— Start of Supplied material —
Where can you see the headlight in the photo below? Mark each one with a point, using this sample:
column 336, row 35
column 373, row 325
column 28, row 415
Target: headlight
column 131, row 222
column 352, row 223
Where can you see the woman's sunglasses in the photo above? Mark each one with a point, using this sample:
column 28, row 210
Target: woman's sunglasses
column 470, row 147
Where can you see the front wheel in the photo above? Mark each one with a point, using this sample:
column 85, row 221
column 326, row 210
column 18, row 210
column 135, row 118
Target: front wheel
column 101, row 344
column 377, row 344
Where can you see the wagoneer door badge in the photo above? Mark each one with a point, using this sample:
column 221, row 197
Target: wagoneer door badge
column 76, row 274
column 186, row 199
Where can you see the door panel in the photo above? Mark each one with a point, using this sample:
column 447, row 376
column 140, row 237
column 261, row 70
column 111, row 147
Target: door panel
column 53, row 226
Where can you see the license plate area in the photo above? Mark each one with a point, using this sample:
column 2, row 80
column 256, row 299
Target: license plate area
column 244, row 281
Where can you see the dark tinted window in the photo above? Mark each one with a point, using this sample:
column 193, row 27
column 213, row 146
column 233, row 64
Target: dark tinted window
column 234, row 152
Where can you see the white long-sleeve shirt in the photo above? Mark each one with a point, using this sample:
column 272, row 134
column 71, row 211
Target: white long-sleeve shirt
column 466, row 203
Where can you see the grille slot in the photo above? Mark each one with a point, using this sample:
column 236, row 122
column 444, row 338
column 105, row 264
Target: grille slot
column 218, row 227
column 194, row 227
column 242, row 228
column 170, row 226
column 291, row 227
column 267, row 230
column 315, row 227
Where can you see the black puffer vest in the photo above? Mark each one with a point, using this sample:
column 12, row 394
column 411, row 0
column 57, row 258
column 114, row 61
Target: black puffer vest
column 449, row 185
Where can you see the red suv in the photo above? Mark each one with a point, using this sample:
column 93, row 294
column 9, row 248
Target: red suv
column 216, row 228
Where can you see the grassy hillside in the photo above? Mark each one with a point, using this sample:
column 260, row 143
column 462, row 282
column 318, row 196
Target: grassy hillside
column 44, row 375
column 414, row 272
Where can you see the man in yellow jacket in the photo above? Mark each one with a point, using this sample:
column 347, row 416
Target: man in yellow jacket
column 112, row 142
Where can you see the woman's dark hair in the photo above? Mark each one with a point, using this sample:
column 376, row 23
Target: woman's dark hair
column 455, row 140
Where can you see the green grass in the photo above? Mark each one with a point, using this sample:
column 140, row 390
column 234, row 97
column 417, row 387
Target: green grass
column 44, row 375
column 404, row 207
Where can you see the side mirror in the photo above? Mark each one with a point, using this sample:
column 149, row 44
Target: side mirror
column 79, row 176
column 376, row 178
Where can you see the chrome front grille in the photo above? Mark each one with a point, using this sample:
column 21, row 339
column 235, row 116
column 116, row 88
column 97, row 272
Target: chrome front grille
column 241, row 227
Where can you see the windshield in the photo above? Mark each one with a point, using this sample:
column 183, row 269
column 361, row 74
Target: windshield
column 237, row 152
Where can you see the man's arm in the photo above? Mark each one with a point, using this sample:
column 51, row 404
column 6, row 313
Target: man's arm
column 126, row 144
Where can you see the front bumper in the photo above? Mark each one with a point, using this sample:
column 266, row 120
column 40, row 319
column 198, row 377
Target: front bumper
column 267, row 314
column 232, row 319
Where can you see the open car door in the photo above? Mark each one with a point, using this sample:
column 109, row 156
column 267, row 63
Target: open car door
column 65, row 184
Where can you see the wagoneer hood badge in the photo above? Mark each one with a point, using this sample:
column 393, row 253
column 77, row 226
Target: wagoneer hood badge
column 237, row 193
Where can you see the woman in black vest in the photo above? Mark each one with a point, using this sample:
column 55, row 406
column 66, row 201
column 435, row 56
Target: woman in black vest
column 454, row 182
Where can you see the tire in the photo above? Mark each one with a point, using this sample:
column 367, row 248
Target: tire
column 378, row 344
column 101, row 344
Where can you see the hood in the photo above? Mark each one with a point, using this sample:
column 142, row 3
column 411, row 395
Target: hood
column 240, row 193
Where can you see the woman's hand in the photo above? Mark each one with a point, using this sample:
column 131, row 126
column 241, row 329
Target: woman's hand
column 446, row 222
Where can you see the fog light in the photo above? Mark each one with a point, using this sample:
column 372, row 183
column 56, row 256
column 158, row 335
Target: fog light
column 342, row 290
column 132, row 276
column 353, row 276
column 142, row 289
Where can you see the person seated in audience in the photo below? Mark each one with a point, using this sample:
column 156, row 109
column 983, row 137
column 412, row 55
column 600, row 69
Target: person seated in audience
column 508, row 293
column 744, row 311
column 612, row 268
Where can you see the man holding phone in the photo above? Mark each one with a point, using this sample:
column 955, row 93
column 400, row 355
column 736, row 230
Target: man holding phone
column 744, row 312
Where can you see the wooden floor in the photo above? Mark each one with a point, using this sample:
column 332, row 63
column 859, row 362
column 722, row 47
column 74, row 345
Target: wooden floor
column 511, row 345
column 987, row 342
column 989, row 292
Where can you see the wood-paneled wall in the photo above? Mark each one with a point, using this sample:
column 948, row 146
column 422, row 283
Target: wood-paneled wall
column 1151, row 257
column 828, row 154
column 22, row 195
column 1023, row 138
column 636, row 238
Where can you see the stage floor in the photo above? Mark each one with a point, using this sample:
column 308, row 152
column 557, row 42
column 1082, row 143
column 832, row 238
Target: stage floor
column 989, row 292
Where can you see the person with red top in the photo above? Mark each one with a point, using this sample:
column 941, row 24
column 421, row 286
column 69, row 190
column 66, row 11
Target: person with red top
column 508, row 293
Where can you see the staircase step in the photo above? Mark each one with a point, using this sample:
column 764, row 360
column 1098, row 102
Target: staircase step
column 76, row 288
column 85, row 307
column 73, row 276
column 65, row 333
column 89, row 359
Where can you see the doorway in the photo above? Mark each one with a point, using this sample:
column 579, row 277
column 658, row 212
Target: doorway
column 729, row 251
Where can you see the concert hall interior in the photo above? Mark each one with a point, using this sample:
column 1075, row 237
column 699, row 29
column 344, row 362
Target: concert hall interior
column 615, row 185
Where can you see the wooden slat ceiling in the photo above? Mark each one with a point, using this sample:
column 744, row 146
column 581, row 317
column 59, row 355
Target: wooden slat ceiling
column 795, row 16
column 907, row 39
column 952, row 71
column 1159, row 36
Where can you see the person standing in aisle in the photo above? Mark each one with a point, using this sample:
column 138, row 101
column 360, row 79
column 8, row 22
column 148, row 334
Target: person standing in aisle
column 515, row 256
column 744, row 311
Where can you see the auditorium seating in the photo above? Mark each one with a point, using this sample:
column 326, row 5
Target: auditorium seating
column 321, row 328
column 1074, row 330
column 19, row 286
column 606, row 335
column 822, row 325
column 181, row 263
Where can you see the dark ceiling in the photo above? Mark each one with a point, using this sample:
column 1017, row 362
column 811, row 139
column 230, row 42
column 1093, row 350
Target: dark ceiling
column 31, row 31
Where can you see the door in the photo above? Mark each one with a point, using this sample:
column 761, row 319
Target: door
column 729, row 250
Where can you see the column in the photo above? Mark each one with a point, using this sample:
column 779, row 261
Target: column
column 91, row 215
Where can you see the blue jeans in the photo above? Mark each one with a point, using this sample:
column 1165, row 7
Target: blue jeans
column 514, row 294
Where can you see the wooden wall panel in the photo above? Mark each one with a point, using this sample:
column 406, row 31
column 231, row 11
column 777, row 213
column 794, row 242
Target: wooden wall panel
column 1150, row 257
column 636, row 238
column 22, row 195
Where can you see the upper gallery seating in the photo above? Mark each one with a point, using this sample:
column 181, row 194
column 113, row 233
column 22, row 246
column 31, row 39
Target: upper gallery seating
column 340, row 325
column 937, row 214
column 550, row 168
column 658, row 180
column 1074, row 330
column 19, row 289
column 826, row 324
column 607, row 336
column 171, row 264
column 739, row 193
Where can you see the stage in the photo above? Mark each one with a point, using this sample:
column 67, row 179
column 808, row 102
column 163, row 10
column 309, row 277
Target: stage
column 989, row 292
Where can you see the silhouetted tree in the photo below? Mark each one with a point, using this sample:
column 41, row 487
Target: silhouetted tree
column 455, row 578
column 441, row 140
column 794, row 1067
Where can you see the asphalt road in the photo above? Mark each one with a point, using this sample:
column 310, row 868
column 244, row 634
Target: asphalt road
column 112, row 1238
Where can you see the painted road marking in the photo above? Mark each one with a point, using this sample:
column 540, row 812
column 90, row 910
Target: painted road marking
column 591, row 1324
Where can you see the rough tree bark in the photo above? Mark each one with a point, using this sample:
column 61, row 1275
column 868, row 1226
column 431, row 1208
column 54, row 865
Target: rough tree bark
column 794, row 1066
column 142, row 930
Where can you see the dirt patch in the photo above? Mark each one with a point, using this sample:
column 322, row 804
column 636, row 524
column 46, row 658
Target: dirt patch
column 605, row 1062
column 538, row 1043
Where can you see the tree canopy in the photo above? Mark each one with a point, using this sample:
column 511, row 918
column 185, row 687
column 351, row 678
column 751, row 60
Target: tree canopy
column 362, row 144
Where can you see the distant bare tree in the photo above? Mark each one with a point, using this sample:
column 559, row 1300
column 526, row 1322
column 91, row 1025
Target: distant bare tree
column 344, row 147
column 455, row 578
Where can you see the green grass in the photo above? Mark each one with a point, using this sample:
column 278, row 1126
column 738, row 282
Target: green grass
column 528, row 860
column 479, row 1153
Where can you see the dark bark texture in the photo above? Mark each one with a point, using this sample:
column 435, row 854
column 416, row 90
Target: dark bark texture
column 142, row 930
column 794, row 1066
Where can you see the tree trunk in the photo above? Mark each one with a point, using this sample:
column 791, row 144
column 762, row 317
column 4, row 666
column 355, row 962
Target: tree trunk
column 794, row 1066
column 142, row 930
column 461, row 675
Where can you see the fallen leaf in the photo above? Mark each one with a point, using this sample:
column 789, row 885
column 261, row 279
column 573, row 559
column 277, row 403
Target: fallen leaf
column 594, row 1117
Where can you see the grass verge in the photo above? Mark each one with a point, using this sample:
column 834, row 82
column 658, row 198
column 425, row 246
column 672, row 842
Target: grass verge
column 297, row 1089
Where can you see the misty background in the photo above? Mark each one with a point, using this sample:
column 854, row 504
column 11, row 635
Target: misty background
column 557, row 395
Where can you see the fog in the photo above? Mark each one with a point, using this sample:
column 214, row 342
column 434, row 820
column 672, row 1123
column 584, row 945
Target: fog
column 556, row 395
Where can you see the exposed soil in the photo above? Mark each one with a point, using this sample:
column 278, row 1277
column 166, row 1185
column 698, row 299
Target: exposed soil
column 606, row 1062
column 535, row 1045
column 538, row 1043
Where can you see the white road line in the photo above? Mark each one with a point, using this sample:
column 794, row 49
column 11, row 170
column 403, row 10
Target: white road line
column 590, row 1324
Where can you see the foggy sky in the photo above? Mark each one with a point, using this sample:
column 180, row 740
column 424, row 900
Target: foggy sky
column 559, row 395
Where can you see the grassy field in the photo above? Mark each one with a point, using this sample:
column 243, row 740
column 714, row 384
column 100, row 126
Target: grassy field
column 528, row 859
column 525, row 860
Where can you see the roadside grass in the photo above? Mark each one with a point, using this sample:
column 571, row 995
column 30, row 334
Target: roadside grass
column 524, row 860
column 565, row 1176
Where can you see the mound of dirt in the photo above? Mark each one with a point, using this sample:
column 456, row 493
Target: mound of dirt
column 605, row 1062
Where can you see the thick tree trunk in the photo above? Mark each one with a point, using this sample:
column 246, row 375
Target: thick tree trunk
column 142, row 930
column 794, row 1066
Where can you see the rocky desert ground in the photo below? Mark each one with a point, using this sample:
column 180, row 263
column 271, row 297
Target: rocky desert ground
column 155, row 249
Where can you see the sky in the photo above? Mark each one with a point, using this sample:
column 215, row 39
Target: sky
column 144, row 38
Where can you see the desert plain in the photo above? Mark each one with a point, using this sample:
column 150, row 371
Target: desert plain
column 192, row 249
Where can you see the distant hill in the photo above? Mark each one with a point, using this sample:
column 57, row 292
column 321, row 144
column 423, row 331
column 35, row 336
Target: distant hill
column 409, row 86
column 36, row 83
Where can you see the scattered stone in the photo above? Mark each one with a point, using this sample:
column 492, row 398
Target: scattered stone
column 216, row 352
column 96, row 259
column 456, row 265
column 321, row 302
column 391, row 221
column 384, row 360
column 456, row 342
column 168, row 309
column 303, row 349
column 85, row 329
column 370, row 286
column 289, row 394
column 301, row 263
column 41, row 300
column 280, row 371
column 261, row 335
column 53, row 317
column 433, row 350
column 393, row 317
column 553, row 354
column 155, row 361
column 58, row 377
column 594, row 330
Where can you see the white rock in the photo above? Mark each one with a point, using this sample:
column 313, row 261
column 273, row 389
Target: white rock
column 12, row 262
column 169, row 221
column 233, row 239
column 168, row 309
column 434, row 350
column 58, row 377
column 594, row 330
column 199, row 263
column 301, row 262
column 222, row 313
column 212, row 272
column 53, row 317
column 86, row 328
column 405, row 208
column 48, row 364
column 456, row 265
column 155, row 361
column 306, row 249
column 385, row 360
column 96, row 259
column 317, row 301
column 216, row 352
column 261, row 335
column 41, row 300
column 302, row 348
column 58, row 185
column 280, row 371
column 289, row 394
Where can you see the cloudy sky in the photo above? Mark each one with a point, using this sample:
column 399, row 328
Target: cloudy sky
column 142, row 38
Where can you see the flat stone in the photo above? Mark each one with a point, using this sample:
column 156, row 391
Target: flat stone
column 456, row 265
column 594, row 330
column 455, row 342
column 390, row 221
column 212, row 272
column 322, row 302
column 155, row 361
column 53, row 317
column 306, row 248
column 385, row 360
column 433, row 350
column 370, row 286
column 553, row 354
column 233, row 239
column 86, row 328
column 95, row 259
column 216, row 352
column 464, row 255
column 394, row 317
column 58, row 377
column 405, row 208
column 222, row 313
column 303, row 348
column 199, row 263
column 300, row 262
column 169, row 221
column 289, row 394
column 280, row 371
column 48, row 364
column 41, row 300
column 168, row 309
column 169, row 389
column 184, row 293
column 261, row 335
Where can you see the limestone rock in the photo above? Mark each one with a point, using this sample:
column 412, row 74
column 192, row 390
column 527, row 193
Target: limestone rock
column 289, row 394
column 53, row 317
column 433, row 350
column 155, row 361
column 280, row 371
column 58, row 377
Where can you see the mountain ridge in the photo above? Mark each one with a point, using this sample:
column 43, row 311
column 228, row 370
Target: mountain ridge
— End of Supplied material —
**Written request:** Rewrite the rows from the line containing "Where can you see the person standing" down through the line containing "column 739, row 193", replacing "auditorium seating" with "theater seating" and leaving everything else unchanged.

**Answer below:**
Where can you see the person standing in aisle in the photo above? Mark each one with a point, using this sample:
column 138, row 101
column 360, row 79
column 8, row 22
column 148, row 334
Target: person standing in aisle
column 515, row 256
column 744, row 311
Where can you see the theater seating in the photo above? Mark each one with a point, using this sample:
column 326, row 5
Target: theater seating
column 321, row 328
column 1074, row 330
column 19, row 286
column 606, row 335
column 822, row 325
column 181, row 263
Where can you see the dark ceiling in the photo above? Mark each one with a point, using this sample:
column 1017, row 362
column 811, row 139
column 230, row 42
column 1093, row 350
Target: dark ceiling
column 31, row 31
Where can you see the door in the photo above? Mark each one with a point, using this sample:
column 761, row 319
Target: door
column 729, row 250
Where can you see the column in the photo above? Mark each one with a point, using this sample:
column 779, row 261
Target: column
column 91, row 215
Where can you see the blue jeans in the photo above? Mark each one with a point, using this sample:
column 1165, row 7
Target: blue jeans
column 514, row 294
Where can you see the wooden wall panel in the photo above? Mark each one with a point, using this sample:
column 406, row 31
column 231, row 11
column 777, row 213
column 794, row 242
Target: wooden wall panel
column 1150, row 257
column 636, row 238
column 22, row 195
Where can you see the upper gallery seating in the photo above? Mark each one with a point, using this sample:
column 181, row 194
column 113, row 233
column 22, row 246
column 31, row 39
Target: upper gallery seating
column 340, row 325
column 937, row 214
column 550, row 168
column 658, row 180
column 1074, row 330
column 19, row 289
column 826, row 324
column 607, row 336
column 171, row 264
column 739, row 193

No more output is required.